** start **
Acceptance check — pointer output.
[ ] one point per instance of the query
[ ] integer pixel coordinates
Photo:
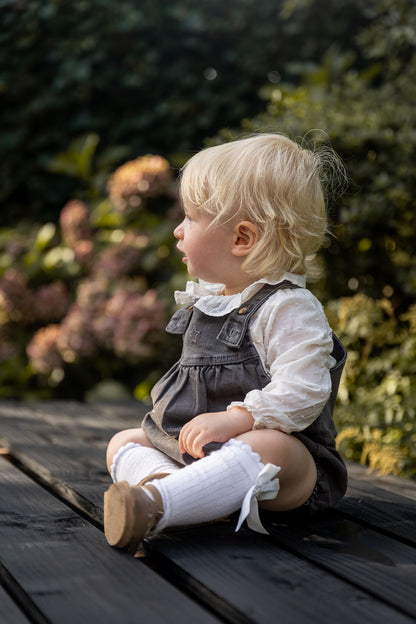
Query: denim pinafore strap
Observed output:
(218, 365)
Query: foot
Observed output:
(130, 513)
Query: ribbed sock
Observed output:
(133, 462)
(210, 488)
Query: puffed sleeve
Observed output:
(294, 341)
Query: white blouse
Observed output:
(294, 341)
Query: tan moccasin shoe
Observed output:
(130, 514)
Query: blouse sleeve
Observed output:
(294, 341)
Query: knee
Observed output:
(124, 437)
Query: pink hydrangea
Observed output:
(128, 321)
(51, 302)
(16, 298)
(75, 223)
(43, 352)
(148, 176)
(76, 337)
(122, 258)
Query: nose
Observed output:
(178, 231)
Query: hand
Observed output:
(213, 427)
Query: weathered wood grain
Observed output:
(67, 569)
(264, 580)
(357, 562)
(9, 611)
** end **
__YOUR TASK__.
Rewrite every line of the entries above, including the lines that begin with "Query:", and scale each pixel coordinate in the observed outputs by 1.05, rounding to whole numbers with halves rounded up. Leave the pictures out.

__ANSWER TO THE TASK__.
Acceptance check — pointer output.
[ ] one point per instance of the query
[ ] integer pixel coordinates
Photo:
Query: denim pinafore strap
Observed output:
(229, 383)
Query: foot
Observed output:
(137, 539)
Query: ribbed sock
Observed output:
(140, 485)
(221, 512)
Query: puffed sleeve
Observed output:
(309, 358)
Query: white blouse
Observed output:
(309, 358)
Query: tan moccasin shoe
Observed output:
(137, 540)
Query: blouse sleeve
Observed output:
(309, 358)
Query: knee
Observed output:
(130, 459)
Query: pink hydrangea
Observed output:
(134, 337)
(54, 317)
(17, 313)
(79, 234)
(45, 370)
(155, 185)
(80, 354)
(128, 271)
Query: nose
Observed output:
(187, 243)
Query: hand
Observed output:
(224, 448)
Query: weathered wood grain
Observed output:
(70, 597)
(277, 609)
(375, 590)
(9, 642)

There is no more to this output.